PROMPT >>
Exactly reproduce the lines beginning with the line that includes "Every instance of the mossy" and ending with the last line of the data.

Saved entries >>
* * * * * * *

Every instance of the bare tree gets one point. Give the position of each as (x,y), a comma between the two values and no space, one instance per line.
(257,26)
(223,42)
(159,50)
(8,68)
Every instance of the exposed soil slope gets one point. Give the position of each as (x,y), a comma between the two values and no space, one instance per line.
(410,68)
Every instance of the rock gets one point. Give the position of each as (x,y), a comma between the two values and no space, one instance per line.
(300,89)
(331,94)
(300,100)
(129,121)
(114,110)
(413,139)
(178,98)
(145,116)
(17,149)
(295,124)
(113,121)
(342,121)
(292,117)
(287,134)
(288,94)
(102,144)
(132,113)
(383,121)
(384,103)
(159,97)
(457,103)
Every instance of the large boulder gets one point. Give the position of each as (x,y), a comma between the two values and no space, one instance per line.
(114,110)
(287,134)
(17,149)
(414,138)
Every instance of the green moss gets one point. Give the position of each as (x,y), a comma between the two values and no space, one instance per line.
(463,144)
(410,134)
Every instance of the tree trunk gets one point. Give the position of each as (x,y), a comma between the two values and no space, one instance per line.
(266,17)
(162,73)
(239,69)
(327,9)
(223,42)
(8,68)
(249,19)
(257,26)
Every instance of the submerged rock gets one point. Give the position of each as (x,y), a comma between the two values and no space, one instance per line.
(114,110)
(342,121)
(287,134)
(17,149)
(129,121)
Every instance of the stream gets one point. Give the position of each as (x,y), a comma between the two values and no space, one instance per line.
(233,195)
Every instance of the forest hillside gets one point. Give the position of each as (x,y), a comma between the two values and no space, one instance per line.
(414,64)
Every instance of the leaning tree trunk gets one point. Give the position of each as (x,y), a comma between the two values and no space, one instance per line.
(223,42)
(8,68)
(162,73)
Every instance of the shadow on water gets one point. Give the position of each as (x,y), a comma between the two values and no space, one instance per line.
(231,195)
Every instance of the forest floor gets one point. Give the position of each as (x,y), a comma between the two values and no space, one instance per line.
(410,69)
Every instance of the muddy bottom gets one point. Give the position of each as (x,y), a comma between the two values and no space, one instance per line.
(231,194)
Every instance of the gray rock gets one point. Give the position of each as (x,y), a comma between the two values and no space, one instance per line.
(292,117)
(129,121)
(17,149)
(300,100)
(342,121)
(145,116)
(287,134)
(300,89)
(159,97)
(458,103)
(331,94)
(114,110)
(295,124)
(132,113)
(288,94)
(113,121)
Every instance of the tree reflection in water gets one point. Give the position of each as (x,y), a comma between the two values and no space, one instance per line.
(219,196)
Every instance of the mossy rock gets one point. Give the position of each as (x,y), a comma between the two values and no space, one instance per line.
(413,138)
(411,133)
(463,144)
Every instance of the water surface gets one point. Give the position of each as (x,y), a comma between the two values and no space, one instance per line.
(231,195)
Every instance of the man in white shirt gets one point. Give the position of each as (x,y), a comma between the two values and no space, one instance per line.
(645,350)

* * * * * * *

REPLY TO THE EXERCISE >>
Every instance of the mossy rock gets one point. Give the position of each as (x,y), a comma between the two values and no space, one instance per line.
(413,138)
(411,133)
(463,144)
Every instance of the water surface gets one point. Give the position of each as (x,y), a comma between the two values and no space, one instance per line.
(231,195)
Every instance of the man in white shirt gets one point. Give the position of each as (x,y), a comma between the two values and no space, one instance per line.
(645,350)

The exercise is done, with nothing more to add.